* Problem details
Copy out the rows below word for word, from the line containing "Tag each instance of the shirt collar" through the end of the rows.

Stored data entries:
▶
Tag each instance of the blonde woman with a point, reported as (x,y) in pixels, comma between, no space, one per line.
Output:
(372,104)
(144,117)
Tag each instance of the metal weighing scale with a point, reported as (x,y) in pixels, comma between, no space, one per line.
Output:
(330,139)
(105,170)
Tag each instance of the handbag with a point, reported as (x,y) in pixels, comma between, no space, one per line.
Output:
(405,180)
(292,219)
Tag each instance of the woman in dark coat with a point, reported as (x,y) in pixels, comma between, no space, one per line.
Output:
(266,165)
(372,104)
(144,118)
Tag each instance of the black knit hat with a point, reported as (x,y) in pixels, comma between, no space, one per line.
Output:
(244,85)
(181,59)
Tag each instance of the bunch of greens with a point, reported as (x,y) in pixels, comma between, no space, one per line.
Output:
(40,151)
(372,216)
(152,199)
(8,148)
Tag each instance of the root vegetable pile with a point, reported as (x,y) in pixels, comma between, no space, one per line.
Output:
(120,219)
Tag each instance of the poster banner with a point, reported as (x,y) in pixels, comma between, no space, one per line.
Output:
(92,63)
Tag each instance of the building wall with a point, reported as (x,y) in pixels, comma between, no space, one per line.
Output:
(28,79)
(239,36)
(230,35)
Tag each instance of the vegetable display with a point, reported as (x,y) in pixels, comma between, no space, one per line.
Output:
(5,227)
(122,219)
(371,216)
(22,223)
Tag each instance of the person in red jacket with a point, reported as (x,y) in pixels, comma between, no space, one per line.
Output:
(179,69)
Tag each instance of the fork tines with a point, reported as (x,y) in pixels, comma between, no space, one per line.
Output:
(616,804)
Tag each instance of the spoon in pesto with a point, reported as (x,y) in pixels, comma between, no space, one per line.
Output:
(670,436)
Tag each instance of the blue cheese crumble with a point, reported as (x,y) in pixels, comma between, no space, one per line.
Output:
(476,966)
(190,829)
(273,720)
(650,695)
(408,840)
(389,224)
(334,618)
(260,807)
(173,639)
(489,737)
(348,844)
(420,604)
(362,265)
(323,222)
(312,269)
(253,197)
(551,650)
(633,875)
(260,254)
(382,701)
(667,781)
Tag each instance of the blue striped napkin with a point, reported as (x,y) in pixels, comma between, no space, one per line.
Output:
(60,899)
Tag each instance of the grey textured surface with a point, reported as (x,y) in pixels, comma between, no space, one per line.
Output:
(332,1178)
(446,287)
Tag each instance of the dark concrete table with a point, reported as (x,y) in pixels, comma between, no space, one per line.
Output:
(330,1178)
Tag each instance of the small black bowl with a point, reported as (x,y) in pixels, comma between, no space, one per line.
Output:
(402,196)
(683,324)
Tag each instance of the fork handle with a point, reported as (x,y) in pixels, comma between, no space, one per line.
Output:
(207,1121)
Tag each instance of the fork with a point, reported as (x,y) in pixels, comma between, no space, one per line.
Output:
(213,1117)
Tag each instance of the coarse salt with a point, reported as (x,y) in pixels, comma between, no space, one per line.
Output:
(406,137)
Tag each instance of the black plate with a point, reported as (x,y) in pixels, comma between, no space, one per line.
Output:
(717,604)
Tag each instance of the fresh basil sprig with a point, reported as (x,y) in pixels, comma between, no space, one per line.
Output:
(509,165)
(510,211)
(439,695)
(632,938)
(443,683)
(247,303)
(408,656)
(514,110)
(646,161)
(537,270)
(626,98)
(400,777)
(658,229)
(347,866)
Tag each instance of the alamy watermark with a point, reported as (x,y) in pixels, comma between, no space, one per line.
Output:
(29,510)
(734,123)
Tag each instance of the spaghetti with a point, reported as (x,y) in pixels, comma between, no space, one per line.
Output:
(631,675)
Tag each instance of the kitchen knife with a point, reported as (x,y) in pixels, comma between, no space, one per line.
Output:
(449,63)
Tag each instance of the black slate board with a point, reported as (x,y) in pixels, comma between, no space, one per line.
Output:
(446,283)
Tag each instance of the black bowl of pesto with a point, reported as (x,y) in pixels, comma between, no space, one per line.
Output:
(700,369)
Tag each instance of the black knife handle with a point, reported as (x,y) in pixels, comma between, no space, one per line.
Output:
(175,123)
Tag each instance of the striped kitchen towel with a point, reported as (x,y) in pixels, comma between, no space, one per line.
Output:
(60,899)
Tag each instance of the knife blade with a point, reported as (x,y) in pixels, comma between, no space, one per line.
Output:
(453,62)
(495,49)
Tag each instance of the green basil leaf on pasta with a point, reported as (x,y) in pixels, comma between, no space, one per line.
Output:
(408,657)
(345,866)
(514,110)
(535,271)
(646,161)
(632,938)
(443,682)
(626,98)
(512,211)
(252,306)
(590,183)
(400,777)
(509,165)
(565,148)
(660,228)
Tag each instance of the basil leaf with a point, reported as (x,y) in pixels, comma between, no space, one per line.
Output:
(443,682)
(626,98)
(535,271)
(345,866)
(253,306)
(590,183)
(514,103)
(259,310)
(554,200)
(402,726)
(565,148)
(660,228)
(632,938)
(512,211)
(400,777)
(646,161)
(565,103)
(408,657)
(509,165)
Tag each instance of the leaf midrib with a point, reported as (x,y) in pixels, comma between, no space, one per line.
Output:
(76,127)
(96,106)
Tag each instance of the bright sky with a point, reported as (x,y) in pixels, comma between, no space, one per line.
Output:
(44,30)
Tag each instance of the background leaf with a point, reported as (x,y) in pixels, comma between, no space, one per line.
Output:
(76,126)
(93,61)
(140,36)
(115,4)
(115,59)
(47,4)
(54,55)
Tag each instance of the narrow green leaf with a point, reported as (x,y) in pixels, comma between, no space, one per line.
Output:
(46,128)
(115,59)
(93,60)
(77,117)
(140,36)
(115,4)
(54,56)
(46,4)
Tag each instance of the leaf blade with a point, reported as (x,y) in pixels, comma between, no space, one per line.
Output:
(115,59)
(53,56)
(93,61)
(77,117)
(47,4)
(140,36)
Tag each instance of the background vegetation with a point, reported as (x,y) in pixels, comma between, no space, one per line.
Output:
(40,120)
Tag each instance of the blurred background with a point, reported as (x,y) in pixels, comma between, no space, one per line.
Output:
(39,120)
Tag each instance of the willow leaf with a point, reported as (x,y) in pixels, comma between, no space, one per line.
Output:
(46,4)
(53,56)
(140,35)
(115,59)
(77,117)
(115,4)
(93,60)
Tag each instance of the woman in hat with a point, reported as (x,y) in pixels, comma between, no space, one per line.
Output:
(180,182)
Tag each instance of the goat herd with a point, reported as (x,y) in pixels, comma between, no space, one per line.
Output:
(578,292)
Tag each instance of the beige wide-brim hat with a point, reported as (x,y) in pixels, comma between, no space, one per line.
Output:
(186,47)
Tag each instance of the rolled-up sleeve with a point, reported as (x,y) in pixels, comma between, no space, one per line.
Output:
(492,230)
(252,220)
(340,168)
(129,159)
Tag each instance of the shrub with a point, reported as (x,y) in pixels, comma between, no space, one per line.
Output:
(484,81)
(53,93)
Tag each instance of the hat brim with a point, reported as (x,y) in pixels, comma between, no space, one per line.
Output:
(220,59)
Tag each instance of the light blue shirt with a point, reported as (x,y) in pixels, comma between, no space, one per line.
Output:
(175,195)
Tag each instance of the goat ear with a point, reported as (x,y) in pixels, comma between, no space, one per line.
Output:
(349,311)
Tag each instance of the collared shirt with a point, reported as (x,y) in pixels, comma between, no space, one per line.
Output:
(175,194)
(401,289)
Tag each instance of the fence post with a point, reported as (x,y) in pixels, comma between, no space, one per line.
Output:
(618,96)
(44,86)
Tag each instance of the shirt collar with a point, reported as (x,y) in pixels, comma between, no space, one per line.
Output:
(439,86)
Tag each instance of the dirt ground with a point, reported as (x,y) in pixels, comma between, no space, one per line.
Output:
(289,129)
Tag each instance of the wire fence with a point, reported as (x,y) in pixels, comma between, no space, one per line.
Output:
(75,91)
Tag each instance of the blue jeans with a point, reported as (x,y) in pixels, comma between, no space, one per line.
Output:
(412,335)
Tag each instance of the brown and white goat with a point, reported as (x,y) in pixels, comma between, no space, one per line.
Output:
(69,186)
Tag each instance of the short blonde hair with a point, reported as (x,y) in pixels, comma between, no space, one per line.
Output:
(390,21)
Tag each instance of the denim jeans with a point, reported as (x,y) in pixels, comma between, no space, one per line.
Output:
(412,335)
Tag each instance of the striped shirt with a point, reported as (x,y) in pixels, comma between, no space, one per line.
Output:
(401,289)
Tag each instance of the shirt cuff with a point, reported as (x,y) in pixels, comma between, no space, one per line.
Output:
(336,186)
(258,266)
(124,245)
◀
* Problem solution
Tag each instance of the shirt collar with a point, reported as (x,y) in pixels, comma between, no space, one per line.
Output:
(439,86)
Tag each instance of the dirt ground with a point, reported as (x,y) in pixels, comma between, no space, one per line.
Output:
(289,129)
Tag each instance of the wire fence with a point, reported as (x,y) in pixels, comma between, no space, one per line.
Output:
(75,91)
Tag each instance of the blue jeans with a point, reported as (x,y) in pixels, comma between, no space, one per line.
Output:
(412,335)
Tag each instance of the brown and white goat with a point, reported as (x,y) in pixels, comma between, no space, one per line.
Output:
(69,186)
Tag each instance of the short blonde hair with a point, reported as (x,y) in pixels, comma between, no space, one per line.
Output:
(390,21)
Tag each instance of the denim jeans with a point, reported as (x,y) in pixels, comma between, no space, one per line.
Output:
(412,335)
Tag each instance of the striped shirt with a point, reported as (x,y) in pixels, comma between, no space, one per line.
Output:
(401,289)
Tag each instance of the shirt cuff with a point, reported as (x,y) in pixels, comma between, no space, one per line.
Output:
(336,186)
(258,266)
(124,245)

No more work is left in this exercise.